Sunday, February 28, 2016

Oscar Predix: The Long and "Short" of It


Since 2010, the Best Picture winner has not won more than four Oscars (King's Speech, Artist, and Birdman each won 4, while 12 Years and Argo won three), and when a film dominates the technical categories, it doesn't go on to win Picture (Hugo, Gravity). Indeed, Gravity's seven wins seem more like an anomaly in this current version of the Academy, where films sometimes win 5, but mostly cap out at 4 (as in last year's Birdman and Grand Budapest Hotel, or 2012's Life of Pi).

Trends matter in the Academy, and so here's what I've got:

Best Picture

The Big Short
Bridge of Spies
Brooklyn
Mad Max: Fury Road
The Martian
The Revenant
Room
Spotlight

Will Win: The Big Short
Could Win: The Revenant
Should Win: Mad Max: Fury Road

Reasoning: This is the most exciting BP race since...maybe 2006? Depending on your point of view, this is either The Big Short's, The Revenant's, or Spotlight's to lose. Revenant won the Golden Globe, the Directors Guild, and the British Academy; Spotlight won the Writers Guild and the Screen Actors Guild; The Big Short won the Producers Guild and the Writers Guild. Historically, the Directors Guild winner has translated to the eventual Oscar winner in Directing and Picture. So, why pick The Big Short? Ever since the Oscars and the PGA switched to doing "preferential" or "weighted" ballots -- as opposed to a straight vote -- in 2009, the PGA winner has not lost the Oscar. In 2013, 12 Years a Slave and Gravity tied for the PGA and Alfonso Cuaron won the DGA, which led me to pick Gravity to win Picture and Director. Cuaron won Director, but 12 Years won Picture. The outcome was an interesting one for Oscar historians/statisticians -- it spoke, if nothing else, to a potential weakening of the DGA in the preferential ballot system.

In essence, the preferential ballot necessitates that a film be able to be #1, #2, and #3 on more ballots than any other -- it must be both loved and liked. In the old world of straight voting, I would see The Revenant winning this, as evidenced by its wide general support among branches. However, The Big Short has the capacity to be higher up on more ballots, and it's already beaten The Revenant in the only other weighted-voting contest in the season. Here's another reason to be hesitant about The Revenant: In the last three years, Picture and Director have split twice after being a historically unified ticket. If The Big Short wins, as I think it will, we're in potentially new statistical territory for the Oscars.

- - -

TASK TO CARRY OUT:
From the Oscar predictions post, extract the passage from "In essence, the" up to and including "for the Oscars.".

Detection examples:
- - -

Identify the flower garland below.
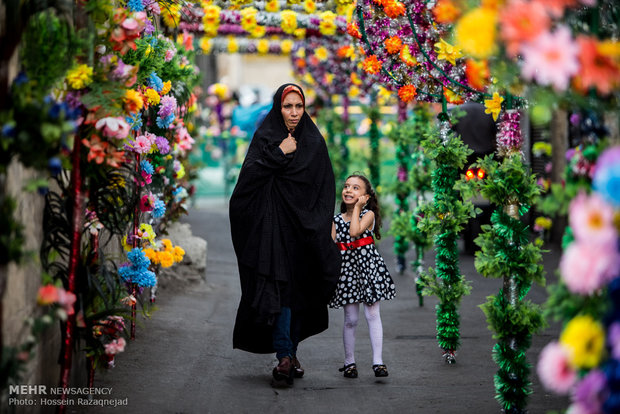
[418,117,475,364]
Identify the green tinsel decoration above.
[457,154,546,414]
[419,118,475,363]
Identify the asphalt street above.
[67,202,568,414]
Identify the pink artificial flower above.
[95,116,131,139]
[37,285,58,305]
[104,338,127,355]
[58,288,77,315]
[536,342,577,394]
[560,241,620,295]
[521,26,579,91]
[569,191,618,246]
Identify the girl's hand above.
[280,132,297,155]
[355,194,370,209]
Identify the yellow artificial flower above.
[67,64,93,90]
[228,36,239,53]
[240,7,258,33]
[319,11,337,36]
[202,4,222,37]
[280,39,293,55]
[280,10,297,34]
[314,46,329,62]
[157,251,174,268]
[144,88,161,105]
[560,315,605,369]
[160,2,181,29]
[200,37,213,55]
[256,39,269,55]
[250,25,267,38]
[484,92,504,121]
[435,39,463,65]
[265,0,280,13]
[304,0,316,14]
[172,246,185,263]
[161,81,172,95]
[454,7,497,59]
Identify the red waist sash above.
[336,236,375,250]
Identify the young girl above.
[329,174,394,378]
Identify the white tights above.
[342,301,383,365]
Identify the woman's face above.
[282,92,304,132]
[342,177,366,205]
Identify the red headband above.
[280,85,306,106]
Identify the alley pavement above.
[67,202,568,414]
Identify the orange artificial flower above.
[575,36,620,95]
[400,45,418,66]
[433,0,461,24]
[398,85,417,103]
[383,36,403,55]
[347,23,362,39]
[383,0,406,19]
[465,59,491,91]
[362,55,383,75]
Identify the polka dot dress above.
[329,210,395,309]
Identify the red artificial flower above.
[347,23,362,39]
[362,55,382,75]
[398,85,417,103]
[383,36,403,55]
[383,0,406,19]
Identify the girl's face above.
[282,92,304,131]
[342,177,366,206]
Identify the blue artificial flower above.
[125,112,142,131]
[155,114,174,129]
[127,0,144,12]
[140,160,155,175]
[147,72,164,92]
[151,198,166,218]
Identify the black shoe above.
[372,364,388,377]
[272,357,295,385]
[338,362,357,378]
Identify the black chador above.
[230,84,340,353]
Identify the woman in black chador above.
[230,84,341,384]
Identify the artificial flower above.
[443,87,465,105]
[560,241,620,295]
[144,88,161,105]
[521,26,580,91]
[304,0,316,14]
[383,36,403,55]
[592,146,620,208]
[123,89,144,114]
[452,7,497,59]
[465,59,491,91]
[435,39,463,65]
[499,0,551,56]
[569,191,618,245]
[433,0,461,24]
[536,342,577,394]
[398,85,417,103]
[383,0,406,19]
[319,11,337,36]
[66,64,93,90]
[399,45,418,66]
[560,315,605,369]
[362,55,382,75]
[575,35,620,95]
[484,92,504,121]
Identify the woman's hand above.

- - -

EXERCISE ANSWER:
In essence, the preferential ballot necessitates that a film be able to be #1, #2, and #3 on more ballots than any other -- it must be both loved and liked. In the old world of straight voting, I would see The Revenant winning this, as evidenced by its wide general support among branches. However, The Big Short has the capacity to be higher up on more ballots, and it's already beaten The Revenant in the only other weighted-voting contest in the season. Here's another reason to be hesitant about The Revenant: In the last three years, Picture and Director have split twice after being a historically unified ticket. If The Big Short wins, as I think it will, we're in potentially new statistical territory for the Oscars.